- **Set problem**: All of the material below is to be returned exactly.

- **Entries supplied**:
* Start *
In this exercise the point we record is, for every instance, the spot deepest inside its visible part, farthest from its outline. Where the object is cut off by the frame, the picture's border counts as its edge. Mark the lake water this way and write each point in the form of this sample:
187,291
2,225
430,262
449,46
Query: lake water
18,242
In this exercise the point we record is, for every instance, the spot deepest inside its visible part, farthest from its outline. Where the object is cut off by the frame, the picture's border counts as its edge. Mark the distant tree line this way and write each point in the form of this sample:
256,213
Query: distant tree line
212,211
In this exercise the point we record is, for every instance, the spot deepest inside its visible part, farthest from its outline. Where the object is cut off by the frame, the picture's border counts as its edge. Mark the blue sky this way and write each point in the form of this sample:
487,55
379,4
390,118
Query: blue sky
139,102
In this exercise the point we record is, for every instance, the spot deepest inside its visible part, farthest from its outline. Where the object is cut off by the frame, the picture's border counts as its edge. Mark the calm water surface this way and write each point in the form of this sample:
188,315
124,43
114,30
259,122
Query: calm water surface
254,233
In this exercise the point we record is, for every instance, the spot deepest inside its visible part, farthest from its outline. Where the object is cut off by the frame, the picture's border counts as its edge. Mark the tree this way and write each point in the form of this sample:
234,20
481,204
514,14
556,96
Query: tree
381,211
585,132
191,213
* End *
- **Expected output**:
In this exercise the point we record is, for every instance, the spot deepest inside its visible part, farthest from its outline. Where the object is cut off by the frame, the picture's border counts as its edge. Mark the lake water this way and write each point in the form of this sample:
187,291
2,225
430,262
449,46
Query: lake water
18,242
In this exercise the point we record is, for every instance, the spot deepest inside its visible part, farthest from its outline. Where the object is cut off by the frame, the picture's border counts as its edge. Mark the distant tree line this way and write each point in the form of this sample:
256,213
Query: distant tree line
212,211
In this exercise the point we record is, for every instance, the spot deepest inside its visible part, farthest from its outline. Where the object is cut off by the frame, the picture's border counts as its edge. Mark the blue sky this way and write each point in the form of this sample:
487,55
379,4
390,118
Query: blue sky
139,102
In this exercise the point we record is, for every instance, the spot deepest inside its visible part, farthest from its outline. Where the object is cut off by the frame, the picture's border counts as its edge. Mark the calm water surface this way and write each point in the form of this sample:
188,315
124,43
114,30
259,122
Query: calm water surface
254,233
In this exercise the point we record is, for every instance, the spot deepest inside its visible part, farthest from its outline. Where the object is cut off by the frame, the picture's border counts as its edge. Mark the tree this way and write each point in the form of this sample:
234,20
481,204
514,14
556,96
Query: tree
381,211
585,132
191,213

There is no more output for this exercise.